Retrieve every line from the records in which the word "boiler" occurs.

_ _ _ _

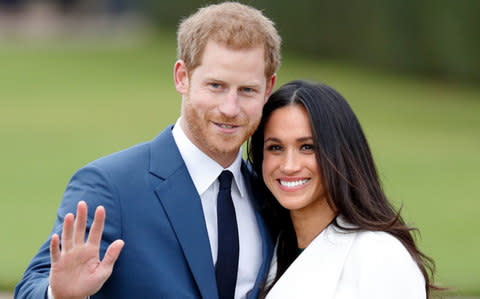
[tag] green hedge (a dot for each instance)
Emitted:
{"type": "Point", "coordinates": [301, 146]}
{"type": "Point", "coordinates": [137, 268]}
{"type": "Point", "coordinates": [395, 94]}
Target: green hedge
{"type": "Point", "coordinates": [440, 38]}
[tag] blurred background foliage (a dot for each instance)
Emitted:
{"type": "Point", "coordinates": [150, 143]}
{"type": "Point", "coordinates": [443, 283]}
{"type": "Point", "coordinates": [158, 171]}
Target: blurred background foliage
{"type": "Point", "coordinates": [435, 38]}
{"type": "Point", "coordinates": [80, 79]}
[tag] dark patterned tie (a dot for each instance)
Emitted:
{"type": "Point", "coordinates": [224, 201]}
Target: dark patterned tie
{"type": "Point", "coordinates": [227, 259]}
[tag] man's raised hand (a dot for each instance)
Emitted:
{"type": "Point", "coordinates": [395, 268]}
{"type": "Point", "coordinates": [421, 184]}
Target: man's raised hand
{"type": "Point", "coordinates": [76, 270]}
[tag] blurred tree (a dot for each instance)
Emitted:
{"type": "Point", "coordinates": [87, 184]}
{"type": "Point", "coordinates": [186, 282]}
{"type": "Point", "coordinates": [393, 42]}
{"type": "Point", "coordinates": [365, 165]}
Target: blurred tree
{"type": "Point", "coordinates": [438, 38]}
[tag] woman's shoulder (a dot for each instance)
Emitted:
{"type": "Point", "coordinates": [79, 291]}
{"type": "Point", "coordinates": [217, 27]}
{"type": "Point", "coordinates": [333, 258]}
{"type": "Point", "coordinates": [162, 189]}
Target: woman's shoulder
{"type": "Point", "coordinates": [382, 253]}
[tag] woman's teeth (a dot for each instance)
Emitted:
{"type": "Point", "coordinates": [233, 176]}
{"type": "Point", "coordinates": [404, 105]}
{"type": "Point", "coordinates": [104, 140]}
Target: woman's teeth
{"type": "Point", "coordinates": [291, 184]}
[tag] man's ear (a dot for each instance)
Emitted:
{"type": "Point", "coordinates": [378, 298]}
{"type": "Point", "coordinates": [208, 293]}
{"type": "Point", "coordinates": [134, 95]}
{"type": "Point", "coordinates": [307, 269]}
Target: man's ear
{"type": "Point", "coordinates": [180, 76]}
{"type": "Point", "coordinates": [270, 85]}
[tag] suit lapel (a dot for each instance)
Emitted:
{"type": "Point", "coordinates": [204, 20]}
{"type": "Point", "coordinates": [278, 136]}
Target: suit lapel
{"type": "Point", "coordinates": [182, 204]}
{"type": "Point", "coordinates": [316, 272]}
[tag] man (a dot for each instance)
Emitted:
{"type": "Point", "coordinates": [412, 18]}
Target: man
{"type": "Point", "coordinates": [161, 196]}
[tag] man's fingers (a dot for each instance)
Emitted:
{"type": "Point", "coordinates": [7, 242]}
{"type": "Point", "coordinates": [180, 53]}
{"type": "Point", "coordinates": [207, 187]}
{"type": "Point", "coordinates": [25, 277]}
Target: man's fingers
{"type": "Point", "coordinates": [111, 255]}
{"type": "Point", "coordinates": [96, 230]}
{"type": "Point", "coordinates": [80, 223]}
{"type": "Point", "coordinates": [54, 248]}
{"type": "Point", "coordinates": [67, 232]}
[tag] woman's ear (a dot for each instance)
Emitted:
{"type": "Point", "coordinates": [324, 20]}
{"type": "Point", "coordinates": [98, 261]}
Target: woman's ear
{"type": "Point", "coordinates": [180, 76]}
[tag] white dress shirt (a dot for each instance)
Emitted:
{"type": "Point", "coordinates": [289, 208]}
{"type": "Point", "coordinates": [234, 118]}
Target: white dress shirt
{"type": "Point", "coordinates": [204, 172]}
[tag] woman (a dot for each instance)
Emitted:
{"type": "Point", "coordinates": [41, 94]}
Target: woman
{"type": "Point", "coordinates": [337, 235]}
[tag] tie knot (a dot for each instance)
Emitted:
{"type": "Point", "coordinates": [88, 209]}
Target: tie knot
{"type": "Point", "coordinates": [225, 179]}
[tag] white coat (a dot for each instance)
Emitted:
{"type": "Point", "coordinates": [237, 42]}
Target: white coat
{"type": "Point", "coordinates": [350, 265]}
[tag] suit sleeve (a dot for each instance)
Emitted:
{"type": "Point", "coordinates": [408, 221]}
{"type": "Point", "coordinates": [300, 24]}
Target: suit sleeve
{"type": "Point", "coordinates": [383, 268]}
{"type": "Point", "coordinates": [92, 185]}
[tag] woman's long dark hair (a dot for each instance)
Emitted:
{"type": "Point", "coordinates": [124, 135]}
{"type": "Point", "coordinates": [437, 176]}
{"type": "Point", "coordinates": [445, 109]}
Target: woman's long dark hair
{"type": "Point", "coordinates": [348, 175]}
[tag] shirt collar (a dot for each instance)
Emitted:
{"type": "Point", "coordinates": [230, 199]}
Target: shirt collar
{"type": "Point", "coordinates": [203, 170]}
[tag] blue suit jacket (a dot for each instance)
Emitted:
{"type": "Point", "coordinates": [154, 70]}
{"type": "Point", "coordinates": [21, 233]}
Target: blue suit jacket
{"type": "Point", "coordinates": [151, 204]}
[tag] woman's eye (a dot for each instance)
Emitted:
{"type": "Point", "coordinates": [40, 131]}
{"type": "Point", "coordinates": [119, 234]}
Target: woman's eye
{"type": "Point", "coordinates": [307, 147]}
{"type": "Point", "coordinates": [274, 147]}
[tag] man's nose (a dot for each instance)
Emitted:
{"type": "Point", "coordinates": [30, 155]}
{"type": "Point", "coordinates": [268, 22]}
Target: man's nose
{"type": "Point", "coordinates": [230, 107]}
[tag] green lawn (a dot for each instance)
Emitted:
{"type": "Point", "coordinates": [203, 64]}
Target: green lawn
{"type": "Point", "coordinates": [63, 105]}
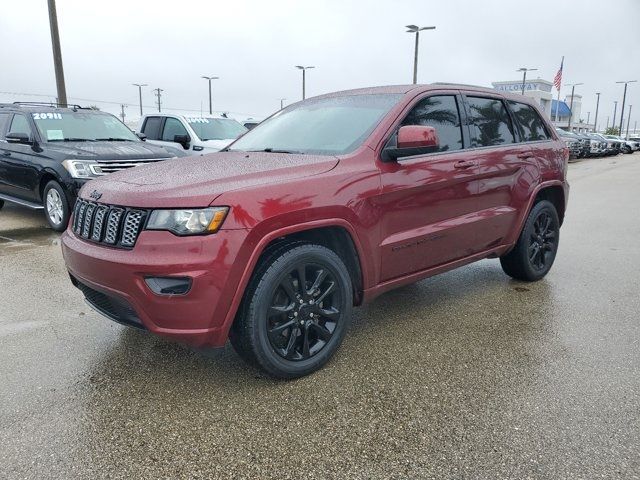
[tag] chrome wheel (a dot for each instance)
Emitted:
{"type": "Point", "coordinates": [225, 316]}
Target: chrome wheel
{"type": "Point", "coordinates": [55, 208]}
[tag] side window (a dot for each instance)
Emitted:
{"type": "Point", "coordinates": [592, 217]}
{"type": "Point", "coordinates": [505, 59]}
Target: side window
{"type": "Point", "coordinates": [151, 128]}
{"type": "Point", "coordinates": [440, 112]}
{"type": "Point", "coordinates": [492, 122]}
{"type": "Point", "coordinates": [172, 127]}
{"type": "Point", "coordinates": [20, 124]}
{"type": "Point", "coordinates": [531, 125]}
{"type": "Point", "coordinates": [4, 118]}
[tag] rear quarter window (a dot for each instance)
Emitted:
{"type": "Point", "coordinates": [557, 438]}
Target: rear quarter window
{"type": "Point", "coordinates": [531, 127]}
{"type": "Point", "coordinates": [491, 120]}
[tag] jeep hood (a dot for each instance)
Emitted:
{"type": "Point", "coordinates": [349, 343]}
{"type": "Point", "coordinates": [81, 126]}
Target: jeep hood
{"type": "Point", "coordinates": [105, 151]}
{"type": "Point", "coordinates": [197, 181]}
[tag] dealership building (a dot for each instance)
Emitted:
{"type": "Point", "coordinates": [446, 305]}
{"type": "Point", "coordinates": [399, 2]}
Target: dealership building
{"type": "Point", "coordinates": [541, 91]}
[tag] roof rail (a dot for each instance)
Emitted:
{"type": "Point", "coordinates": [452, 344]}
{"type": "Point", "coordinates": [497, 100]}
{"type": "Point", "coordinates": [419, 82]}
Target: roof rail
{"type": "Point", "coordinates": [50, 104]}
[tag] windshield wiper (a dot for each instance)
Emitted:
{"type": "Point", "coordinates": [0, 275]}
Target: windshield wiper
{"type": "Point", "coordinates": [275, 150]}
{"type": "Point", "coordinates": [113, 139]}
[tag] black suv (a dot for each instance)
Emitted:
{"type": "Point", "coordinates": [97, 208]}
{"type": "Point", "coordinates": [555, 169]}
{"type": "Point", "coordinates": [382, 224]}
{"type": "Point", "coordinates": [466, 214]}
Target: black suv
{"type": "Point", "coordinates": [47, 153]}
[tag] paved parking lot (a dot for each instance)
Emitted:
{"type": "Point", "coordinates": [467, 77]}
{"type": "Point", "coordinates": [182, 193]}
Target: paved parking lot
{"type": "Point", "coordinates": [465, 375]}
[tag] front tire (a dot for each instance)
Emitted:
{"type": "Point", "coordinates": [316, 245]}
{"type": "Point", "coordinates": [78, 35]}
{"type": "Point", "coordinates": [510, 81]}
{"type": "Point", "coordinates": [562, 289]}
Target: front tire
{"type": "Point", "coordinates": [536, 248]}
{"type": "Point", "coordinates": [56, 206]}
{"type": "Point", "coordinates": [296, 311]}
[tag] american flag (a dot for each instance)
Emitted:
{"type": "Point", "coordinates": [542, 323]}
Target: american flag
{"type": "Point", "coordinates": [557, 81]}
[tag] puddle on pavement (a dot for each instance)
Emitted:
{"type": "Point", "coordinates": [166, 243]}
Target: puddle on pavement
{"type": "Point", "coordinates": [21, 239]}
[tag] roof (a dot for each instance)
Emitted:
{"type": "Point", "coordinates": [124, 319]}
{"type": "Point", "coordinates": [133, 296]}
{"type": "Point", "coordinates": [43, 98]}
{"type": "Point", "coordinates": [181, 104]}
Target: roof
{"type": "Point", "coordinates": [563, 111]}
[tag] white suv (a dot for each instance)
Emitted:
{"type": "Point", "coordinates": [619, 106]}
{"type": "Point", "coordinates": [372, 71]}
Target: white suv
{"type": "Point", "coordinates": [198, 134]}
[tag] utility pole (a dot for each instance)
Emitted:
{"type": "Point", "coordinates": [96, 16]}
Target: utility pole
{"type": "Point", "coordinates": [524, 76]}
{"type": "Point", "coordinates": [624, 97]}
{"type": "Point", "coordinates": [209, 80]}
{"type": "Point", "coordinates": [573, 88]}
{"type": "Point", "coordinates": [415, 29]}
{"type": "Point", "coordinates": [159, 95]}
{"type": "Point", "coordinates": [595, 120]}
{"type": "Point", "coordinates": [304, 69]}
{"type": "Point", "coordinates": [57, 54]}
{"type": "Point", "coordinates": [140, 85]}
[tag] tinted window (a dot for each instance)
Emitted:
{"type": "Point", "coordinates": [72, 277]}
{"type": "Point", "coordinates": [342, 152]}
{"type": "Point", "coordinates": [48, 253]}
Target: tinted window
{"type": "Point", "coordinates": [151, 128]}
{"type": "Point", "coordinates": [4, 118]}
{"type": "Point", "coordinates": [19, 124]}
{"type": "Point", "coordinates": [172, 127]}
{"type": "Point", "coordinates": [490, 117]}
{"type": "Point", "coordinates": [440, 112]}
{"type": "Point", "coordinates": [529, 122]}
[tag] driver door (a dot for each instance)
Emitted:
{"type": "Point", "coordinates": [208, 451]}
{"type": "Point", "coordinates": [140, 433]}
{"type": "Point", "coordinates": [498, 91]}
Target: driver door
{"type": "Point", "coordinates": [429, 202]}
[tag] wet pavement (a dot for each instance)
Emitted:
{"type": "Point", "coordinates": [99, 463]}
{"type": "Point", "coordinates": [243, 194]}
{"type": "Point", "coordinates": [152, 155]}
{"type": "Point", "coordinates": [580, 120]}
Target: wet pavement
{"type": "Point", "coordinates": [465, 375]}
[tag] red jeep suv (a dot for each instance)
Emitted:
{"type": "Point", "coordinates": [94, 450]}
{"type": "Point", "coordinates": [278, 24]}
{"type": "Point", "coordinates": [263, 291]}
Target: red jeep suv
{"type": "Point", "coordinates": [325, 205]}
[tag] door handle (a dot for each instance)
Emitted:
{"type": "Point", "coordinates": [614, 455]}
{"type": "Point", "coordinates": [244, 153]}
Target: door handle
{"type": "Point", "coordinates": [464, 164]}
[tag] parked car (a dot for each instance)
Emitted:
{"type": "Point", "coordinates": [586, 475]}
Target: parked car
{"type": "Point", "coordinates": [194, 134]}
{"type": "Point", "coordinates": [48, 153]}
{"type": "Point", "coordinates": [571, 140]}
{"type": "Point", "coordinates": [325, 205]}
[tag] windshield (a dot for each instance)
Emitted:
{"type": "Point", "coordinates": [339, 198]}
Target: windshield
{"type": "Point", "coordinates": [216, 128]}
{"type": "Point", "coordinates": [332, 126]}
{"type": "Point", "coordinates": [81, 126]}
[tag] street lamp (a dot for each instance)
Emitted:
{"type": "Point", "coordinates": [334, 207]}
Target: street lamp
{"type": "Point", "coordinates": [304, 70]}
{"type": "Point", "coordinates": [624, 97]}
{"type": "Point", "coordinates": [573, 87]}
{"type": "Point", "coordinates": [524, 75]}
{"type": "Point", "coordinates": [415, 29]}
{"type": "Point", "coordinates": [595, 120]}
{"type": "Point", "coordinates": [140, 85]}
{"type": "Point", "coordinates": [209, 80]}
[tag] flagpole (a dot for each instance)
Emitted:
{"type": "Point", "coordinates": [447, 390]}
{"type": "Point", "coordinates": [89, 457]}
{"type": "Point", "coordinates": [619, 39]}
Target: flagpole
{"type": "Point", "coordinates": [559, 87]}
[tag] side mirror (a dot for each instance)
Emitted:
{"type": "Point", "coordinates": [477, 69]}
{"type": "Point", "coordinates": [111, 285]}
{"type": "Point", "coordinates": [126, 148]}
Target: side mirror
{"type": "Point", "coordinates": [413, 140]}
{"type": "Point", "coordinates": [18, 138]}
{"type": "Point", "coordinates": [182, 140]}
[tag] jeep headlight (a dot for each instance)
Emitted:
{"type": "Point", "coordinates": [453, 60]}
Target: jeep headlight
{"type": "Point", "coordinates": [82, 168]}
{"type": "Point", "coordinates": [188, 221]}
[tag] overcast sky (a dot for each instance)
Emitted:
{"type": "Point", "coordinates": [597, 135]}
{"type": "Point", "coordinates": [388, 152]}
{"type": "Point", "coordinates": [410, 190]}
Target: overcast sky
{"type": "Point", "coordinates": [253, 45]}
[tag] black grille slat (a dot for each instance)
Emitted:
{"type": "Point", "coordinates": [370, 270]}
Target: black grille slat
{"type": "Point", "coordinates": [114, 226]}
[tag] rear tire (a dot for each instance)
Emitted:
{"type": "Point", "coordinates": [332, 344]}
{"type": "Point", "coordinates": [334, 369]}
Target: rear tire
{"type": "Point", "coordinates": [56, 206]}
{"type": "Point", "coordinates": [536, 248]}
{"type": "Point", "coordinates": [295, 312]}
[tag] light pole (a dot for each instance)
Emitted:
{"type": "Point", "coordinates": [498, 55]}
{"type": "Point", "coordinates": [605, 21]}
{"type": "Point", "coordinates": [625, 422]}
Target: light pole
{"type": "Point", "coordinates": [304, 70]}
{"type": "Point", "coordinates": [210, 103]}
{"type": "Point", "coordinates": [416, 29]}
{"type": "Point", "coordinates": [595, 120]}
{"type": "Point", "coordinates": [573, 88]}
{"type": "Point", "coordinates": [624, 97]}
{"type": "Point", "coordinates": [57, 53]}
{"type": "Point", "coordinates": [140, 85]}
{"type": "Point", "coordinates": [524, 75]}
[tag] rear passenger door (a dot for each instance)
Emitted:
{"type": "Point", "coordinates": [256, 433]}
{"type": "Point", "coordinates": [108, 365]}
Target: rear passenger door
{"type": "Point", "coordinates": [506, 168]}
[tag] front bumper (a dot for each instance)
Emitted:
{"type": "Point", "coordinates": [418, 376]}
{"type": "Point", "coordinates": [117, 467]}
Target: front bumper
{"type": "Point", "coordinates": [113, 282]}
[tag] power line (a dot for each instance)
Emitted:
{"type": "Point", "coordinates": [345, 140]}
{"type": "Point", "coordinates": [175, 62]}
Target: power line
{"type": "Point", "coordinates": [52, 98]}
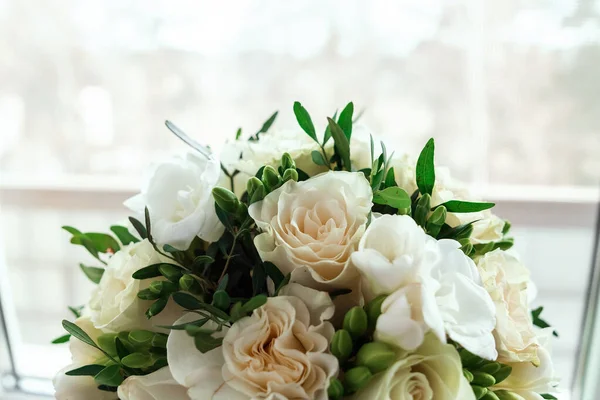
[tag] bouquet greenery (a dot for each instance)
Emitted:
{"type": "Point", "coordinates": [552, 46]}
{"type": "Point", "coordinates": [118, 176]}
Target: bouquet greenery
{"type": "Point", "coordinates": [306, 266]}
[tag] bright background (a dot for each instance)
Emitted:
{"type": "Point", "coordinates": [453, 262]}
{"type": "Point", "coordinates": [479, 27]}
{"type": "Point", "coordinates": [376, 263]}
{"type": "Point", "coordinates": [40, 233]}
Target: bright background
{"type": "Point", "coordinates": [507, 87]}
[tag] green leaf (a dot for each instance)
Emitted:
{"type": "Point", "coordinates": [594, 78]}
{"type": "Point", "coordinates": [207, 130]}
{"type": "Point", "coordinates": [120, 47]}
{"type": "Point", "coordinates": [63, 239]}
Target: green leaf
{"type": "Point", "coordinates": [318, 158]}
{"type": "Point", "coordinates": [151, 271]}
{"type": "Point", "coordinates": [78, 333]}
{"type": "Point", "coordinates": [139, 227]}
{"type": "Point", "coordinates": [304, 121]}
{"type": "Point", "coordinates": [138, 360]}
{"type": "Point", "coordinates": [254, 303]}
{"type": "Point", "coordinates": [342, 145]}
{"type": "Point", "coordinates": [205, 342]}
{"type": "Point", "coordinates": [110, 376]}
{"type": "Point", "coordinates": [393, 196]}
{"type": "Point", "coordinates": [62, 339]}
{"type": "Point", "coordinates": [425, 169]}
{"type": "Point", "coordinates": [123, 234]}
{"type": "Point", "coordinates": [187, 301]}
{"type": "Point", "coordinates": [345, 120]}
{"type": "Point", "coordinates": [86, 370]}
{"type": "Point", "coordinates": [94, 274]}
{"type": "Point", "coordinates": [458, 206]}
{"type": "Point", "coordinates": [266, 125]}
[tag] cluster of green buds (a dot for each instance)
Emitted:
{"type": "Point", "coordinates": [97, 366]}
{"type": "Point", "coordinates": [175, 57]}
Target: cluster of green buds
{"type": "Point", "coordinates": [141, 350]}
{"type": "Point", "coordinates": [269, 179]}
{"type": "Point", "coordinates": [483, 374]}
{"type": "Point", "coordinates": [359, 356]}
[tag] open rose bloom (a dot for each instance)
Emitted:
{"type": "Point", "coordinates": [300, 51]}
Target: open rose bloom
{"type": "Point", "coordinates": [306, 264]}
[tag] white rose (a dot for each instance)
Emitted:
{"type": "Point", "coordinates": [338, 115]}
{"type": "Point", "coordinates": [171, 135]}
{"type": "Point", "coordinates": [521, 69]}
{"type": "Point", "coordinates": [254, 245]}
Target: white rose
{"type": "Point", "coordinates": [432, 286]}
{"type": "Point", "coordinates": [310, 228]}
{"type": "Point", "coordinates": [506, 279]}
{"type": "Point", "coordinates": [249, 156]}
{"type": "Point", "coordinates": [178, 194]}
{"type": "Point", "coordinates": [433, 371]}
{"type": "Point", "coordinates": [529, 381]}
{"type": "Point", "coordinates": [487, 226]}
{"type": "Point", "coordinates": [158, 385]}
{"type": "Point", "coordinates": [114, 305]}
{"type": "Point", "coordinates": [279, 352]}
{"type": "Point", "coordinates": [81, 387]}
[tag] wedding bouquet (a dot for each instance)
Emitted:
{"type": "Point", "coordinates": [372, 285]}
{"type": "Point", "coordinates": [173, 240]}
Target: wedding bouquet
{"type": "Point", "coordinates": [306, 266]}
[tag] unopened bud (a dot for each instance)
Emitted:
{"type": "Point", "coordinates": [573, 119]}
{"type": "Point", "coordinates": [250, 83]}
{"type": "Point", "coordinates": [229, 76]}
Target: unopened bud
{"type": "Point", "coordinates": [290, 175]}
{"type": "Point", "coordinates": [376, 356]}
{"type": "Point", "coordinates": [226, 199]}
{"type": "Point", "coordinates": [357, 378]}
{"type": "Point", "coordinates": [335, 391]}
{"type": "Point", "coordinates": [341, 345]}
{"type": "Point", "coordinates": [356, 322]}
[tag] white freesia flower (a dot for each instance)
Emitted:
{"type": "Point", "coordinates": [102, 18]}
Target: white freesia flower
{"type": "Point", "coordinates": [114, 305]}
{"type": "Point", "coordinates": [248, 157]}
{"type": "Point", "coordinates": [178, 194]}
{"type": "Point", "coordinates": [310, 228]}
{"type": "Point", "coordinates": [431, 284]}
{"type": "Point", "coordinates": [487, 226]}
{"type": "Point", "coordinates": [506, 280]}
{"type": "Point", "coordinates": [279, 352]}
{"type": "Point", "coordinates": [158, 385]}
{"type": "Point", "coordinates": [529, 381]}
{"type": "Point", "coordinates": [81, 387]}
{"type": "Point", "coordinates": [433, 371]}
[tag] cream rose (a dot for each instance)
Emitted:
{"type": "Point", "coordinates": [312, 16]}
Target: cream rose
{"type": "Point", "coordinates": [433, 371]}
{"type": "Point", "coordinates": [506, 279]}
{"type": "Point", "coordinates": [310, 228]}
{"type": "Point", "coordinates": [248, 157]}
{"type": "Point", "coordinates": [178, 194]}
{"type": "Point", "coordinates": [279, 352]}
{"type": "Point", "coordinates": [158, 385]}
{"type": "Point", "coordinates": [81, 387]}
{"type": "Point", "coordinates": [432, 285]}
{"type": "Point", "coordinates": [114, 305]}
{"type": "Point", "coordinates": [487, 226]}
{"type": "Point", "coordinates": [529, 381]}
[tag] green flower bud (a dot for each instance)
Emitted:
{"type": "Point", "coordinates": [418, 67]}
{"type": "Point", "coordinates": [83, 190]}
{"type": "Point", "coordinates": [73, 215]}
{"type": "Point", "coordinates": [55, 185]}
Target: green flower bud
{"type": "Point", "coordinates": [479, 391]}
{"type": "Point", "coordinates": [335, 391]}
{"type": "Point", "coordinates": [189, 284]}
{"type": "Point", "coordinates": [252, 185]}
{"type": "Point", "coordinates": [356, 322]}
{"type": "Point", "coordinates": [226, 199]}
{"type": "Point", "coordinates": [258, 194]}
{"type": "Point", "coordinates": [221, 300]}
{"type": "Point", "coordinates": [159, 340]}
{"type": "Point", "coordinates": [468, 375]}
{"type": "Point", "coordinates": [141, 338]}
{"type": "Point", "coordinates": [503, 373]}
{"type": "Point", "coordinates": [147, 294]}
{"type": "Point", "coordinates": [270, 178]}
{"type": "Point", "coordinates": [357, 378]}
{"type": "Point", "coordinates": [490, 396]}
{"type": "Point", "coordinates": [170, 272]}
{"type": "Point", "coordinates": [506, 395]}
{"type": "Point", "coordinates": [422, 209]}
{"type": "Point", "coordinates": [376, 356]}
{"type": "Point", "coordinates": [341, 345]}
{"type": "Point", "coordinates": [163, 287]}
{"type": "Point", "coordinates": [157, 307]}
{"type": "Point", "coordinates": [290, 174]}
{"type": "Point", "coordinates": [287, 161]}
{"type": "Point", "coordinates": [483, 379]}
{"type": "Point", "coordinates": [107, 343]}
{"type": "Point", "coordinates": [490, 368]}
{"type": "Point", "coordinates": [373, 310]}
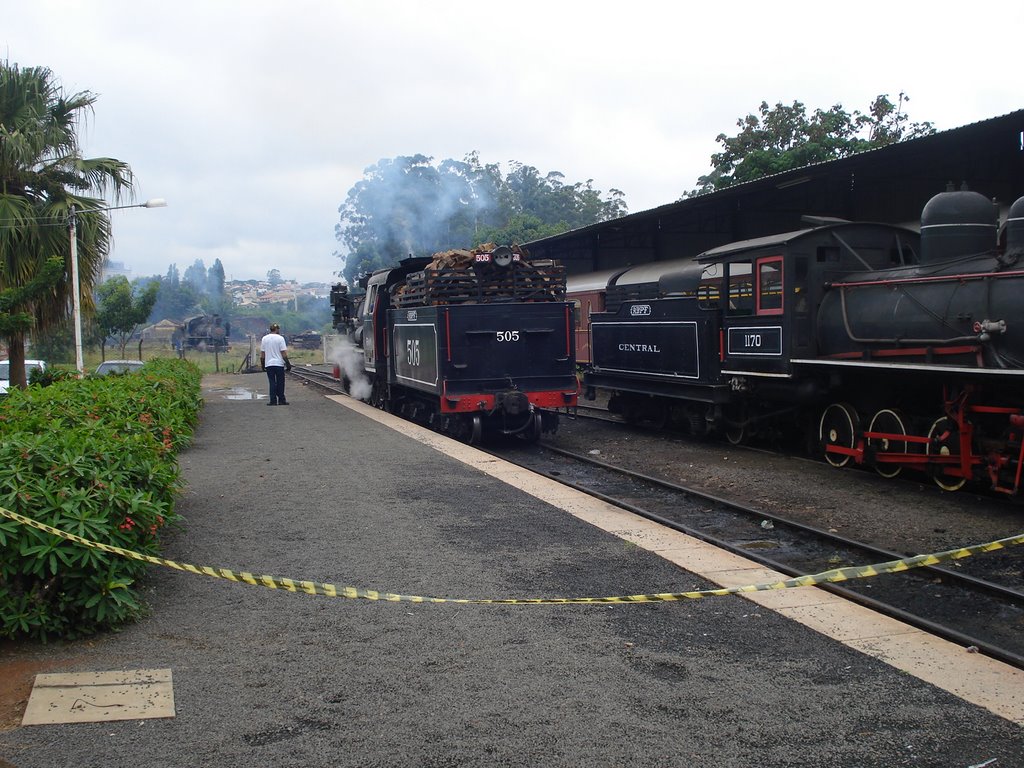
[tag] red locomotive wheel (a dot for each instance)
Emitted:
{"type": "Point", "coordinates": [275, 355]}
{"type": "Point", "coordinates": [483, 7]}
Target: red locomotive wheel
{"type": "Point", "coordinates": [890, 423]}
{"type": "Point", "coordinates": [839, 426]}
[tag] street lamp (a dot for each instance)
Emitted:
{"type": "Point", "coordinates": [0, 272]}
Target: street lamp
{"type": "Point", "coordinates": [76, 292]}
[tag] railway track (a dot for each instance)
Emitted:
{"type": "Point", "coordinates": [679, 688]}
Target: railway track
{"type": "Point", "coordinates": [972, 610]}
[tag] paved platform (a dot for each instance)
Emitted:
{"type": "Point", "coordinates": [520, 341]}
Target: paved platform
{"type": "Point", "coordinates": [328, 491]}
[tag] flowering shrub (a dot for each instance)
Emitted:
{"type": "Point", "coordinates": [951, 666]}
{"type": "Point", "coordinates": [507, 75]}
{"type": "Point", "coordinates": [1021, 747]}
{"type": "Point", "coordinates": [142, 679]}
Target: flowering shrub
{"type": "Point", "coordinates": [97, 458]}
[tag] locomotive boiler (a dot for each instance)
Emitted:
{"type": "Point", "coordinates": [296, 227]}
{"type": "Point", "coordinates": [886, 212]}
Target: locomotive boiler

_ _ _ _

● **Output of the exercise**
[tag] locomotive boiler (a dot for each instance)
Target: locomotive boiler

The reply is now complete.